Menanggapi kenyataan yang demikian, para pakar Astronomi akhir-akhir ini telah menemukan bahwa bulan pada mulanya menyala, kemudian cahanyanya lenyap dan ia menjadi benda mati (tidak bercahaya).  Teleskop-teleskop canggih dan satelit-satelit buatan generasi pertama telah berhasil mengirimkan gambar-gambar terperinci mengenai bulan. Melalui gambar-gambar itu diketahui bahwa di bulan terdapat kawah-kawah gunung berapi, dataran-dataran tinggi, dan lubang-lubang besar.

PERMINTAAN YANG DIBERIKAN »
Ulangi bagian dari teks tentang bulan di atas, mulai dari kata "Menanggapi kenyataan yang" terus sampai "dan lubang-lubang besar.", tanpa mengubah satu kata pun.

KUMPULAN ENTRI »

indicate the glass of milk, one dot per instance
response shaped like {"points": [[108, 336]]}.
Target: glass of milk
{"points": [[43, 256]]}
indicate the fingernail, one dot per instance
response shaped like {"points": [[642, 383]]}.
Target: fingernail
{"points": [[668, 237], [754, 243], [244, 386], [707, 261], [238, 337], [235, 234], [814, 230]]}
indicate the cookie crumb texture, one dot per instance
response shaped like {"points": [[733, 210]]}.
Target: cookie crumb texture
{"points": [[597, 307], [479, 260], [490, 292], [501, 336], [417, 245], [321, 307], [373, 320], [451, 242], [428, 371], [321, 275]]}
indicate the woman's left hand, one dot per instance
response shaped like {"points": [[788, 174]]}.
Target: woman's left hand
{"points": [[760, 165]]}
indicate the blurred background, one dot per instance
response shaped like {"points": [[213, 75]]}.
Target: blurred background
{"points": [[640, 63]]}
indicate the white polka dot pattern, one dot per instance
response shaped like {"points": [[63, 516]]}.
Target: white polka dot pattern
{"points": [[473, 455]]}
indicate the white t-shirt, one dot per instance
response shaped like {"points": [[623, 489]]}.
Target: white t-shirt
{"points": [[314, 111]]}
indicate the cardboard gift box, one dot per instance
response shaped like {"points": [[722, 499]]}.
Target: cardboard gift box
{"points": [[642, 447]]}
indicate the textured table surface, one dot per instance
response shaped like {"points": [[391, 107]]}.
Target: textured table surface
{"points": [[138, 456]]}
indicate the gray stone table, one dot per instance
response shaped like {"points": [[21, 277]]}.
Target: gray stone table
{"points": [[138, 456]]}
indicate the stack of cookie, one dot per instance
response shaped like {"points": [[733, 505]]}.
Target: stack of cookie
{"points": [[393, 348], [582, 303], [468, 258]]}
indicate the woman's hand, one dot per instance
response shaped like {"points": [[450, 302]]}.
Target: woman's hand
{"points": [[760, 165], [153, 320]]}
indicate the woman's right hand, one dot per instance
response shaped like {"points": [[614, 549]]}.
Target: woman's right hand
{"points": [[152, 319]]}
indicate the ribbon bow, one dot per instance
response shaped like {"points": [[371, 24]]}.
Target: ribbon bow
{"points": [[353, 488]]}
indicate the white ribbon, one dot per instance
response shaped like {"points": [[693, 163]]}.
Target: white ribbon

HASILNYA »
Menanggapi kenyataan yang demikian, para pakar Astronomi akhir-akhir ini telah menemukan bahwa bulan pada mulanya menyala, kemudian cahanyanya lenyap dan ia menjadi benda mati (tidak bercahaya).  Teleskop-teleskop canggih dan satelit-satelit buatan generasi pertama telah berhasil mengirimkan gambar-gambar terperinci mengenai bulan. Melalui gambar-gambar itu diketahui bahwa di bulan terdapat kawah-kawah gunung berapi, dataran-dataran tinggi, dan lubang-lubang besar.